__ИСХОДНЫЙ ТЕКСТ__:
^^^^
Лыжи Тибо снял за несколько метров до кедра (поисковики поступали именно так, кедр стоит на маленьком пригорке, лыжнику подняться к нему неудобно) и без них пошагал к оврагу, куда к тому времени сместился эпицентр событий. И наконец-таки вернул золото.
Увы, этот его поступок запоздал. Уже пролилась первая кровь, причем по инициативе одного из дятловцев, Золотарева: узнав, СКОЛЬКО стоит похищенный Тибо шлих, Семен понял, что разойтись миром не получится. И попытался решить проблему силовыми методами, благо чужаки к тому времени разделились, — преуспел лишь отчасти и сам получил смертельную травму.
Почти сразу же пострадал и Тибо — его ударили по голове тем же мешком, что он принес, глубоко проломив череп и не повредив при том внешние покровы, никакое иное орудие не смогло бы нанести такую рану.
^^^^
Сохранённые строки

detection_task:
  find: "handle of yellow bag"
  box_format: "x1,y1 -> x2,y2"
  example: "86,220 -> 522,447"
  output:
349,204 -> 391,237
^^^^
__ЧТО ТРЕБУЕТСЯ__:
A. Чем, согласно отрывку о событиях у кедра, Тибо ударили по голове?
B. Продолжите отрывок о событиях у кедра, начав сразу после его последнего предложения.

__ОТВЕТЫ__:
A. Тем же мешком, который он принес.

B.
И вот здесь наша версия, образно говоря, получает торпеду в борт от эксперта Возрожденного. Тот заявил: «Признаки жизни он (Тибо — В.Т.) мог проявлять в пределах 2–3 часов» (лист 382 УД).
Если вычесть из показаний часов на запястье Николая три часа и еще какое-то время, необходимое для остывания трупа, то нанесение смертельного удара сдвигается к самому началу событий, что не стыкуется ни с чем. Два часа дают чуть более приглядную картину, но версия все равно не срастается.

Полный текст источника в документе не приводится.